## Selected excerpt
_ _ _ _
India's struggle for cleaner air | Corning

With the implementation of BS 6/VI on April 1, 2020 the Indian government is taking first strong measures to limit vehicular tailpipe emissions.

People all over the world are deeply concerned about something hidden in plain sight: the poor quality of the air. And the concern is quite justified; in a report in 2018, the World Health Organization (WHO) mentioned that 93% of the world’s children under the age of 15, are exposed to air laden with fine particulates exceeding the recommended air quality guidelines. These fine particulates – also known as PM2.5 due to their size less than 2.5 micrometers – are invisible to the naked eye, but once inhaled, can, due to the World Health Organization (WHO), cause “greater risk for chronic diseases such as cardiovascular disease later in life.” [1]


A report from the WHO also “reveals that when pregnant women are exposed to polluted air, they are more likely to give birth prematurely, and have small, low birth-weight children”.[2] Additionally, poor air quality “also impacts neurodevelopment and cognitive ability.”[3] Especially children, elderly people, and pregnant women are found to be more susceptible to these poor health effects.


Recently, India has been taking bold measures to clean up its cities. In 2018, 22 of the world’s 30 most polluted cities were in India, with Delhi ranked the world’s most polluted capital.[4] While the sources of the high particulate pollution are many – dust, cooking, crop burning, and vehicles, to name a few – it is India’s burgeoning affluent middle-class and its increasing desire for cars – that has the government taking strong measures to limit vehicular tailpipe emissions.
_ _ _ _
## Study questions
- a) Answer these from the article on India's struggle for cleaner air:
(i) On what date was BS 6/VI implemented?
(ii) In the 2018 WHO report, what percentage of the world's children under 15 were exposed to air with fine particulates above the recommended guidelines?
(iii) In 2018, how many of the world's 30 most polluted cities were in India?
- b) Reproduce the passage of the article on India's struggle for cleaner air between "India's struggle for" and "first strong measures to limit vehicular tailpipe emissions.", inclusive, swapping "vehicular tailpipe emissions" for "vehicle exhaust emissions".
_ _ _ _
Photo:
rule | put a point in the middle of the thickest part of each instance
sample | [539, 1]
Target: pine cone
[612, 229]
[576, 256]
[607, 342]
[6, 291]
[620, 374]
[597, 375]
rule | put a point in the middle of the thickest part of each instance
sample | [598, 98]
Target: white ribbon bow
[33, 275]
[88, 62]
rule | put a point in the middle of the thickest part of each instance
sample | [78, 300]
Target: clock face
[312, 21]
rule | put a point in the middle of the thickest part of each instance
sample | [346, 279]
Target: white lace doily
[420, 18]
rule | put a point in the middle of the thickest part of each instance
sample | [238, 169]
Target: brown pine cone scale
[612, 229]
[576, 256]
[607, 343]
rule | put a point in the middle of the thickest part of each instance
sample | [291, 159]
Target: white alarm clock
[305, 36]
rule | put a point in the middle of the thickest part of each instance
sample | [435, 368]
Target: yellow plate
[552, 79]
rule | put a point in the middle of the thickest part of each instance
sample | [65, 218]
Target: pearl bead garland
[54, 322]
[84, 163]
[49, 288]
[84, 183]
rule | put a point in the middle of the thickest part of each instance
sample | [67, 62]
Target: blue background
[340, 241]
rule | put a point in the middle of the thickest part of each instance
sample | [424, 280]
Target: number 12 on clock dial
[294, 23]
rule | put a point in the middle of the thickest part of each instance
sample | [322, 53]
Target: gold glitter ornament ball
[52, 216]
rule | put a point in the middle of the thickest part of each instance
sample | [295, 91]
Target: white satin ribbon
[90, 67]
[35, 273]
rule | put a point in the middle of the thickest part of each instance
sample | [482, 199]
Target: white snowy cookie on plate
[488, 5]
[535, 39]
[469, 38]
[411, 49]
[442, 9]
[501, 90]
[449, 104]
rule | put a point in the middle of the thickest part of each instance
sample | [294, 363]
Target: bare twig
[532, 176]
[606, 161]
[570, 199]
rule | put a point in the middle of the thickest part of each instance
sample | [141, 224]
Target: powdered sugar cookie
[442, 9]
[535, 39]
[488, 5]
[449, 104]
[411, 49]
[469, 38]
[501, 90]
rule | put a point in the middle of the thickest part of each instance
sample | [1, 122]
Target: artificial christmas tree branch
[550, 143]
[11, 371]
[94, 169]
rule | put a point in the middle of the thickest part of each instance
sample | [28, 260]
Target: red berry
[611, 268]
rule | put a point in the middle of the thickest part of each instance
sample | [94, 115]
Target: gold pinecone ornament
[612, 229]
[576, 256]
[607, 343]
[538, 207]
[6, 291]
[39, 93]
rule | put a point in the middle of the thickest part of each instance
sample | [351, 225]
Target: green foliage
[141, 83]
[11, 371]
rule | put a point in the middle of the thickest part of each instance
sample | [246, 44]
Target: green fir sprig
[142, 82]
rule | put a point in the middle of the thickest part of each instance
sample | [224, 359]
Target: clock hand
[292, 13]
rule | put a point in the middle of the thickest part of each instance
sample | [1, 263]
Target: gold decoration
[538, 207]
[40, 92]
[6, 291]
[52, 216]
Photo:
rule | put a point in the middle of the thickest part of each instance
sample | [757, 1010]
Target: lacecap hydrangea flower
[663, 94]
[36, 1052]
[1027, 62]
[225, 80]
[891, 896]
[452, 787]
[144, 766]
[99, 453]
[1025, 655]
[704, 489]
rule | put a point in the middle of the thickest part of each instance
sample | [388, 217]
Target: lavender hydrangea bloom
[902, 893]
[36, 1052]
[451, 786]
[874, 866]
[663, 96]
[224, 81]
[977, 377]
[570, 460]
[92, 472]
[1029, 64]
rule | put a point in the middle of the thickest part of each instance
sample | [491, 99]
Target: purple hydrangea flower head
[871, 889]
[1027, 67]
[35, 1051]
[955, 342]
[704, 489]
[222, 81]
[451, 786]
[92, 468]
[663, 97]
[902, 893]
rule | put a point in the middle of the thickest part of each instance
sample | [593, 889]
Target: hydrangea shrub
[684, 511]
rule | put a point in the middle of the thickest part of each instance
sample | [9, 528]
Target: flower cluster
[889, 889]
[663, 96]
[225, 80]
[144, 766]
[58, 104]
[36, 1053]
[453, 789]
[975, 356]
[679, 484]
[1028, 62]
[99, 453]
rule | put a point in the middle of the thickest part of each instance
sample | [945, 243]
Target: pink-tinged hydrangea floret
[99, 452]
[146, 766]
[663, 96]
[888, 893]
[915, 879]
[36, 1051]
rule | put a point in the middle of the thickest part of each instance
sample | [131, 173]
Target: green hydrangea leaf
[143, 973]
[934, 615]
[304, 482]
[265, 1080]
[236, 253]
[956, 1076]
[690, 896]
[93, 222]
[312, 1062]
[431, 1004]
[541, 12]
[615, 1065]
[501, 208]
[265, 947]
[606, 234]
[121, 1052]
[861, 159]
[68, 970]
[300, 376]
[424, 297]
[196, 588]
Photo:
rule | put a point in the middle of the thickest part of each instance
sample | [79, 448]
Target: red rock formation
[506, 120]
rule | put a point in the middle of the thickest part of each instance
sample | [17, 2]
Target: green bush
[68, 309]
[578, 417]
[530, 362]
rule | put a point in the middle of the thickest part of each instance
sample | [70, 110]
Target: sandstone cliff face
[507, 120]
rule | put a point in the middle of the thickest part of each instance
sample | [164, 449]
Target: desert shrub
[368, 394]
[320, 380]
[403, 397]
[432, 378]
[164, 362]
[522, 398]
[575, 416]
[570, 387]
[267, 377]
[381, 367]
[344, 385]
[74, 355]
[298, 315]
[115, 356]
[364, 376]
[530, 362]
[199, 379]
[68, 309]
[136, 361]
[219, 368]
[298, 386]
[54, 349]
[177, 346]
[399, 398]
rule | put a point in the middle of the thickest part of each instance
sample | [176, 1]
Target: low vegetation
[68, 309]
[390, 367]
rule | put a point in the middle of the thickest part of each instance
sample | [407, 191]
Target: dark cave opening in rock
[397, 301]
_ _ _ _
## Task answers
- a)
(i) April 1, 2020
(ii) 93%
(iii) 22

- b)
India's struggle for cleaner air | Corning

With the implementation of BS 6/VI on April 1, 2020 the Indian government is taking first strong measures to limit vehicle exhaust emissions.